They have worked and trained with units like the Navy SEALs, SBS, DEVGRU, SASR, SOG, SSG, Frømandskorpset, JTF2, KSK, GIGN, SAS, and the Green Berets. MJK is considered the best in cold maritime environments, and is highly respected.

==== Selection and training ====
MJK training and selection is extremely difficult, and requires completion of conscription beforehand. The process is secretive, but what is known is that it involves intense physical and mental challenges, including swimming and underwater diving in cold conditions. Selection pass rates are estimated at 1–5%. The famous "Helvetesuka" (Hell Week), is physically demanding, with only 3–5 hours of sleep and small amounts of food, like raisins or nuts, over 5–7 days.

Training covers skydiving, reconnaissance, SERE, boat operations, medical courses, marksmanship, diving, and urban warfare.

==== Known casualties ====
Known casualties include Trond Bolle, who died in 2010 from a roadside bomb in Afghanistan, and Magnus Rubach Welt, who died in 2011 during a training exercise near Haakonsvern.

=== Kystjegerkommandoen (KJK) ===
KJK, the Coastal rangers or kysjegerkommandoen, is similar to MJK but focused on different tasks. It is sometimes a stepping stone to MJK. Established in 2001 under the Norwegian Navy, KJK has been operational since 2004. It is available during the conscript phase. In 2006, it was nearly decommissioned due to budget cuts, but remained active.

==== Selection and training ====
KJK selection is considered one of the toughest conscript phases in the Norwegian Army. It involves long marches, and some swimming with limited sleep and food. Approximately 10% pass the selection. Forsvaret released a mini-series called “Operasjon Kystjeger” covering parts of their training and selection.

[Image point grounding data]
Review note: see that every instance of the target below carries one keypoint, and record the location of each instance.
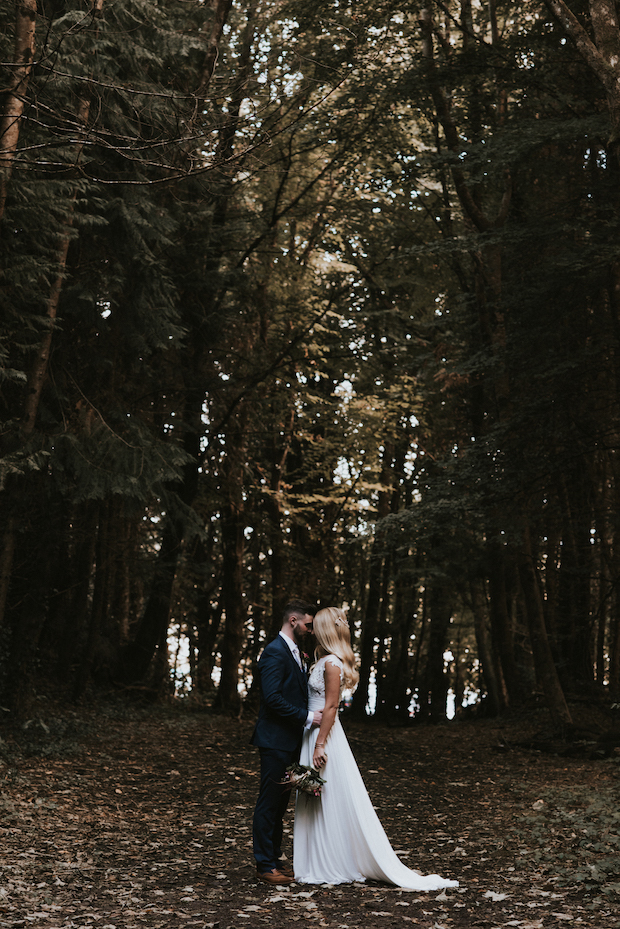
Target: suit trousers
(271, 806)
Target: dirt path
(134, 819)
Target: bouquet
(304, 778)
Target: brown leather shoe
(275, 877)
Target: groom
(282, 718)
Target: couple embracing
(337, 837)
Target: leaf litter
(142, 817)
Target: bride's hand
(319, 758)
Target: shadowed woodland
(312, 300)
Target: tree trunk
(23, 60)
(543, 659)
(496, 692)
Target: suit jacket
(283, 699)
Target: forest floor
(120, 817)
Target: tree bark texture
(20, 71)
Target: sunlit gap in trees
(180, 668)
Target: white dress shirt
(295, 649)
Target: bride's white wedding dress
(338, 837)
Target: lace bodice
(316, 681)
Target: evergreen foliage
(314, 300)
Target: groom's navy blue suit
(278, 734)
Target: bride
(338, 837)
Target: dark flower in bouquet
(304, 778)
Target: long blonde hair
(331, 631)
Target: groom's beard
(301, 638)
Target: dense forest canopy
(313, 300)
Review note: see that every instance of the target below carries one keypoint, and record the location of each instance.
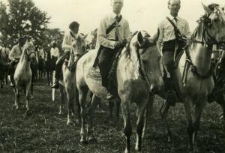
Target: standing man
(14, 56)
(167, 44)
(54, 52)
(67, 43)
(113, 33)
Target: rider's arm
(65, 43)
(160, 38)
(127, 32)
(101, 36)
(11, 54)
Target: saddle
(95, 76)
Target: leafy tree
(53, 35)
(4, 19)
(25, 19)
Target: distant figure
(112, 35)
(167, 44)
(14, 56)
(67, 44)
(54, 51)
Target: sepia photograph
(112, 76)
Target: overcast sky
(141, 14)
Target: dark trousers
(169, 63)
(105, 62)
(12, 69)
(59, 63)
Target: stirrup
(55, 85)
(110, 96)
(171, 98)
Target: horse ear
(207, 10)
(140, 38)
(85, 36)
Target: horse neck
(23, 59)
(201, 52)
(131, 60)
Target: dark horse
(4, 67)
(50, 66)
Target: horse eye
(216, 20)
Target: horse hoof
(92, 139)
(84, 142)
(16, 107)
(69, 122)
(77, 121)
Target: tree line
(22, 18)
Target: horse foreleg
(164, 114)
(196, 124)
(190, 129)
(118, 109)
(82, 101)
(127, 124)
(111, 105)
(28, 88)
(140, 125)
(62, 96)
(17, 97)
(70, 105)
(90, 129)
(76, 98)
(148, 113)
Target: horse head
(214, 21)
(78, 49)
(149, 59)
(29, 51)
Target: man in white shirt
(167, 42)
(14, 56)
(54, 51)
(67, 43)
(113, 33)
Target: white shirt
(15, 53)
(166, 29)
(54, 52)
(108, 40)
(68, 41)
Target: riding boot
(58, 69)
(171, 97)
(11, 73)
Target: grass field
(44, 131)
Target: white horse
(23, 74)
(69, 78)
(138, 72)
(198, 83)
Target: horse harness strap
(189, 64)
(141, 69)
(108, 30)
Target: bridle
(208, 41)
(28, 54)
(142, 70)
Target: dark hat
(73, 25)
(21, 39)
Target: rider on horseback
(169, 44)
(67, 43)
(14, 56)
(112, 35)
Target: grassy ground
(45, 131)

PROBLEM A – Based on the passage on MJK and KJK, decide whether each statement agrees with it, answering yes or no and quoting the words that settle it: (i) MJK selection pass rates are estimated at 1–5%. (ii) KJK was decommissioned in 2006. (iii) KJK has been operational since 2001.
PROBLEM B – Duplicate the stretch of the passage on MJK and KJK from "They have worked" through "over 5–7 days.".

YOUR RESPONSE A –
(i) Yes: "Selection pass rates are estimated at 1–5%."
(ii) No: "In 2006, it was nearly decommissioned due to budget cuts, but remained active."
(iii) No: "Established in 2001 under the Norwegian Navy, KJK has been operational since 2004."

YOUR RESPONSE B –
They have worked and trained with units like the Navy SEALs, SBS, DEVGRU, SASR, SOG, SSG, Frømandskorpset, JTF2, KSK, GIGN, SAS, and the Green Berets. MJK is considered the best in cold maritime environments, and is highly respected.

==== Selection and training ====
MJK training and selection is extremely difficult, and requires completion of conscription beforehand. The process is secretive, but what is known is that it involves intense physical and mental challenges, including swimming and underwater diving in cold conditions. Selection pass rates are estimated at 1–5%. The famous "Helvetesuka" (Hell Week), is physically demanding, with only 3–5 hours of sleep and small amounts of food, like raisins or nuts, over 5–7 days.